> What this task involves:
In the listing below, find each line that holds "stone" and list it.

Segment Open

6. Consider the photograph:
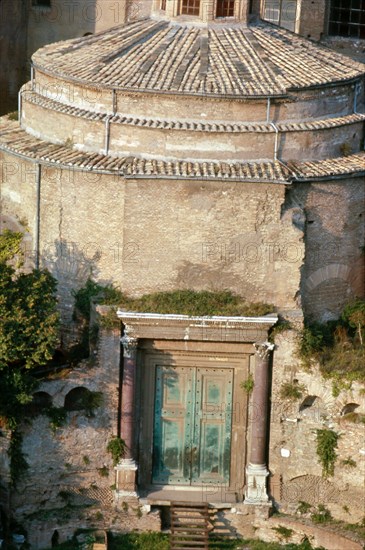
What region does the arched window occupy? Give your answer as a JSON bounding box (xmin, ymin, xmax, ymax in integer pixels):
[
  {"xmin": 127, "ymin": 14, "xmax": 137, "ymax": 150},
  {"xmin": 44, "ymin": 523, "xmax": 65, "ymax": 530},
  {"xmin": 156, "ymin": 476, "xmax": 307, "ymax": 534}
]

Segment Closed
Segment Open

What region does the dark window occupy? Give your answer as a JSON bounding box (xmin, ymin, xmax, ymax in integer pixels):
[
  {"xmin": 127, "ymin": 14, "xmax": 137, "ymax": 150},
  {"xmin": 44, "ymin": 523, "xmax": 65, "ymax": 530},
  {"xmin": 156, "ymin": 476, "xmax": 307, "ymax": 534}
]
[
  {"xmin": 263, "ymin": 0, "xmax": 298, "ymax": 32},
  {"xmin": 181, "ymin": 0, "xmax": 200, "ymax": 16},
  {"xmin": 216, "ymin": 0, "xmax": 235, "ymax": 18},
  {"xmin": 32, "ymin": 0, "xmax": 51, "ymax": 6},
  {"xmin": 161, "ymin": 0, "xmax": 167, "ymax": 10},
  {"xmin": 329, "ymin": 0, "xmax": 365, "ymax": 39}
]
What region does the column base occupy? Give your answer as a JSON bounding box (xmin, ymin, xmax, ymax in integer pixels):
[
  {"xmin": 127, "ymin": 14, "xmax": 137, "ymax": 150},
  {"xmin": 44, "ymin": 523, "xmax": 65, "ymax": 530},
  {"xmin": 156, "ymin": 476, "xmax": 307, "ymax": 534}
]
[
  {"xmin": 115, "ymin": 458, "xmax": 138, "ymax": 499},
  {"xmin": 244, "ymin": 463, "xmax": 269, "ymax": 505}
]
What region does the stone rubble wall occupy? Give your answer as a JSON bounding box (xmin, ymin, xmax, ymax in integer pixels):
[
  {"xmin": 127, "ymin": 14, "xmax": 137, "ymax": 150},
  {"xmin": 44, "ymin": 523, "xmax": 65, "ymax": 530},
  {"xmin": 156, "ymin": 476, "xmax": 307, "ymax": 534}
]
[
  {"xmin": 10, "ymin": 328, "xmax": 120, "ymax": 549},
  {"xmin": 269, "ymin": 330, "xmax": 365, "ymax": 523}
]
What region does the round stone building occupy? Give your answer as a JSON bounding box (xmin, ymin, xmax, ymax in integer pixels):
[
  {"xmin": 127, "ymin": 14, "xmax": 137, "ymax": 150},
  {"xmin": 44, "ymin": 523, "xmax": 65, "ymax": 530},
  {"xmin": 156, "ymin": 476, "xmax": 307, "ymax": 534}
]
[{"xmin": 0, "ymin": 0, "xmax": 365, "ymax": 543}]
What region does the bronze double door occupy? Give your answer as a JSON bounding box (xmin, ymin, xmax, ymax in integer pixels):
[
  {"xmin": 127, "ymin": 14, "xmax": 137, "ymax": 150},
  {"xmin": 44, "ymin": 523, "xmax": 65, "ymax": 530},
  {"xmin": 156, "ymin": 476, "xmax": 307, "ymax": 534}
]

Segment Closed
Segment Open

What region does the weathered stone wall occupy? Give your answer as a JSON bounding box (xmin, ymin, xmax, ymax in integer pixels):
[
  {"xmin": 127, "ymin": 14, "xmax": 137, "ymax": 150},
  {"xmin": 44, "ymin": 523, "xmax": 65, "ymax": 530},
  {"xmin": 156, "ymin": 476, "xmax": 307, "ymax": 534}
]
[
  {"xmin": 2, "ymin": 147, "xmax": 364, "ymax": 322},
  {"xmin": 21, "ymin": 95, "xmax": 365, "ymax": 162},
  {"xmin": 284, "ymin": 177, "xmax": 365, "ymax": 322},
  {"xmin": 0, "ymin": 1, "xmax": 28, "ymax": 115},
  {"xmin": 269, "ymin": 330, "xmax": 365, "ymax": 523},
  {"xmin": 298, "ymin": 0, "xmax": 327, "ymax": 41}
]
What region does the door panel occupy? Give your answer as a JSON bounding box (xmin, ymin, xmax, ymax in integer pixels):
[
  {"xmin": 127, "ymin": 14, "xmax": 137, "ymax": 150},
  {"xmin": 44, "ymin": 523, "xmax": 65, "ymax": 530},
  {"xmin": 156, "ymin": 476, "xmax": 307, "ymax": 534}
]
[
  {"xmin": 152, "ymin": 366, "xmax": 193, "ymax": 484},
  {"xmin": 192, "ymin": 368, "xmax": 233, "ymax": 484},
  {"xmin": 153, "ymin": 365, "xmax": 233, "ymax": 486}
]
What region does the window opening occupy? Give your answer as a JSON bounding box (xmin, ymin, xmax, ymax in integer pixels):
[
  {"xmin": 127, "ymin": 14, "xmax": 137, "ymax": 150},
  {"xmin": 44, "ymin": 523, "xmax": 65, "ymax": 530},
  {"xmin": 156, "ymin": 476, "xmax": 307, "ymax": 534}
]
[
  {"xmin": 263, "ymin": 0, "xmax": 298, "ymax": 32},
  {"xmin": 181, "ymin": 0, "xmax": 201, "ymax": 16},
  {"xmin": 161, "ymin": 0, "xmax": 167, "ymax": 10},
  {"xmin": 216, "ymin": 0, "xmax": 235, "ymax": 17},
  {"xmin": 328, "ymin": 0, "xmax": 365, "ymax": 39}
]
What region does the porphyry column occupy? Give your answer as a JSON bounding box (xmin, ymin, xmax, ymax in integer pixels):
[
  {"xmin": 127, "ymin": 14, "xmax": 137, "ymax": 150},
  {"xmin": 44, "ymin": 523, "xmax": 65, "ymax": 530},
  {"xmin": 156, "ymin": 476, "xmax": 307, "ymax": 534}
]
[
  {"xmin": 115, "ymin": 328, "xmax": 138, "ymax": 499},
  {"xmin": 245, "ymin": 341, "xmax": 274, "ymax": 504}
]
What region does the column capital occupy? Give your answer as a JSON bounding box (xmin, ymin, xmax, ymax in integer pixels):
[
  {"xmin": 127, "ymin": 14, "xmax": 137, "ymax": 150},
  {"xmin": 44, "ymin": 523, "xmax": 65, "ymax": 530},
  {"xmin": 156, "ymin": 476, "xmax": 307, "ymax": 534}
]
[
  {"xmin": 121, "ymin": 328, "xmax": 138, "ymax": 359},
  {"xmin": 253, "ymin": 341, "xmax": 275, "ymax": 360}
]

Segment Closed

> Answer for this exercise:
What region does the stone rubble wall occupy? Give your answer as a JSON bounding box (xmin, ymin, xmax, ymax in integer pixels):
What region does the round stone building occupy? Give your answer as a JSON bounding box (xmin, ymin, xmax, ymax in integer pixels):
What region does the weathered stone wall occupy? Give your answer as a JSON bounding box (xmin, ymin, xmax, ymax in integer pixels):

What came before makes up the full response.